▸ **Aim of the exercise**
Carry on the notes on the web-scraping fallback chain below, starting right after their last sentence.

▸ **Source excerpt**
============

Tier 3 (search if Tier 2 insufficient)

  • himcp.ai, mcpmarket.com, portkey.ai, cline.bot, apitracker.io, and others

Web Scraping for Profiling

The profiler agent needs to fetch web content (READMEs, registry pages) and convert to markdown. Available methods in priority order:

Use this 9-tier fallback chain in order:

1. gh api (preferred for GitHub repos)

gh api repos/<owner>/<repo>/readme --jq '.content' | base64 -d

2. crawl4ai-mcp

If the crawl4ai MCP server is connected, use it for JS-rendered pages.

3. trafilatura

trafilatura -u <url>

Clean text extraction CLI. Works well for static pages and documentation sites.

4. WebSearch

Use site:<domain> <server-name> queries to find registry pages. Results include summaries with key metadata.

5. WebFetch

Fetches URL content and converts HTML to markdown. Works for static pages. May be auto-denied in background subagents.

============

▸ **Dataset extract**
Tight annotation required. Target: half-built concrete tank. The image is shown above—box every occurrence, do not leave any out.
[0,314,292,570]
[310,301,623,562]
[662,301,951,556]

============

▸ **The response**
6. Jina Reader

curl -sL "https://r.jina.ai/<url>"

Free tier API for converting web pages to markdown.

7. firecrawl

firecrawl_scrape with formats: ["markdown"]. Handles JS-rendered pages. Use when credits are available.

8. markdownify

curl -sL <url> | python3 -c "import sys; from markdownify import markdownify; print(markdownify(sys.stdin.read()))"

9. html2text

curl -sL <url> | html2text

Last resort — basic HTML-to-text conversion.

Common Patterns

Inserting a new server

-- First insert into entities
INSERT INTO entities (entity_type, slug, name, content, metadata)
VALUES ('mcp_server', '<slug>', '<name>', '<description>',
        json_object('features', '<comma,separated,tags>'));

-- Then insert into mcp_servers_ext
INSERT INTO mcp_servers_ext (entity_id, source_registry, source_url, discovered_at)
SELECT id, '<registry>', '<url>', datetime('now')
FROM entities WHERE slug = '<slug>' AND entity_type = 'mcp_server';

Updating after profiling

-- Update entity content
UPDATE entities SET
  content = '<description>',
  metadata = json_set(metadata, '$.features', '<comma,separated,tags>'),
  updated_at = datetime('now')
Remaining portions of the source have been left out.